Gather each line below that contains the word "this" and copy it out in full.

### Available data:
################
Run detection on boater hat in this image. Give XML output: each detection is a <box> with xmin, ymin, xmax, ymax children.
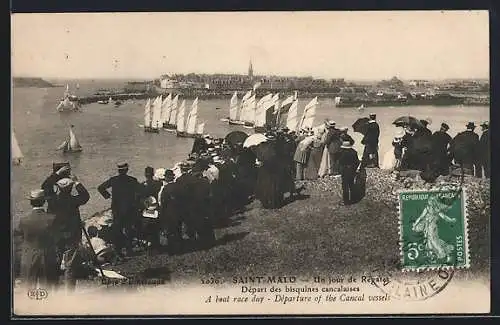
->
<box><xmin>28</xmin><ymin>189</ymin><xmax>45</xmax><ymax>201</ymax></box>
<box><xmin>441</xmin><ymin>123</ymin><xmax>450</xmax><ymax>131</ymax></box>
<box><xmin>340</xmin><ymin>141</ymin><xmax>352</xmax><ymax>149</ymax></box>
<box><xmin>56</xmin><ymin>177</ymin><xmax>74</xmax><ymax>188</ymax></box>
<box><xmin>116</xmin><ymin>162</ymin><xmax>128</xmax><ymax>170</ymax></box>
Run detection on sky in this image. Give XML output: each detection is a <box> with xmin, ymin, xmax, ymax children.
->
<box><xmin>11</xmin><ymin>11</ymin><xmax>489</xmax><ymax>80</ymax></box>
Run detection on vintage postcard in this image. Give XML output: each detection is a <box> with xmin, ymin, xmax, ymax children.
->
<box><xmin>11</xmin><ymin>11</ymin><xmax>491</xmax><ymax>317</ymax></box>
################
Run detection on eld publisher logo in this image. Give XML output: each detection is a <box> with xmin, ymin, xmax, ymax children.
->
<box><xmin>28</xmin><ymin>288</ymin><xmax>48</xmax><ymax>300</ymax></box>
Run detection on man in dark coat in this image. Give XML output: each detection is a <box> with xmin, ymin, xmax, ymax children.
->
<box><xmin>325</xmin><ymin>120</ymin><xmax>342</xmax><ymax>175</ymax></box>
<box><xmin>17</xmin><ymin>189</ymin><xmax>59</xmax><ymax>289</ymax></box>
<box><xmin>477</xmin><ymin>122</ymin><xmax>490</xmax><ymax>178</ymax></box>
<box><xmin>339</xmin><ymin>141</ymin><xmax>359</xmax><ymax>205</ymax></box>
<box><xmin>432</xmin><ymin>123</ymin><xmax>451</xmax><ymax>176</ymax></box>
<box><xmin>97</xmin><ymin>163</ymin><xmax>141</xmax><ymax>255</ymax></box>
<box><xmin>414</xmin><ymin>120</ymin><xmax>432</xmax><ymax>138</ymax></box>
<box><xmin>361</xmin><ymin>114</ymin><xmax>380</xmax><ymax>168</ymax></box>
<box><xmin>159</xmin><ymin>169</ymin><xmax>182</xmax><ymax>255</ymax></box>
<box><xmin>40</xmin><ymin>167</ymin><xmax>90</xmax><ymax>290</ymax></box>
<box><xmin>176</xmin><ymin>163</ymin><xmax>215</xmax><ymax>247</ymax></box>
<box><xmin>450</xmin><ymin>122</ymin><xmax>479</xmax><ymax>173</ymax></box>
################
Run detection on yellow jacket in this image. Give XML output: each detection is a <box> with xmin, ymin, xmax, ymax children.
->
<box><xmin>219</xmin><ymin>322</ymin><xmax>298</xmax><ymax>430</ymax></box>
################
### Reply:
Run detection on boater hat in this image. Give XML output: each detection is a <box> with xmin, ymin, xmax, ymax children.
Run detection on sky in this image. Give XML output: each detection is a <box> with xmin, ymin, xmax, ymax children.
Run detection on vintage postcard in this image. Give XML output: each detection is a <box> with xmin, ymin, xmax, ymax children.
Run detection on eld publisher logo in this image. Give XML output: each detection is a <box> with xmin, ymin, xmax, ymax children.
Run detection on man in dark coat in this image. Give XML output: each detection is a <box> with xmin, ymin, xmax, ymax children.
Run detection on yellow jacket in this image. Give XML output: each detection is a <box> with xmin, ymin, xmax, ymax children.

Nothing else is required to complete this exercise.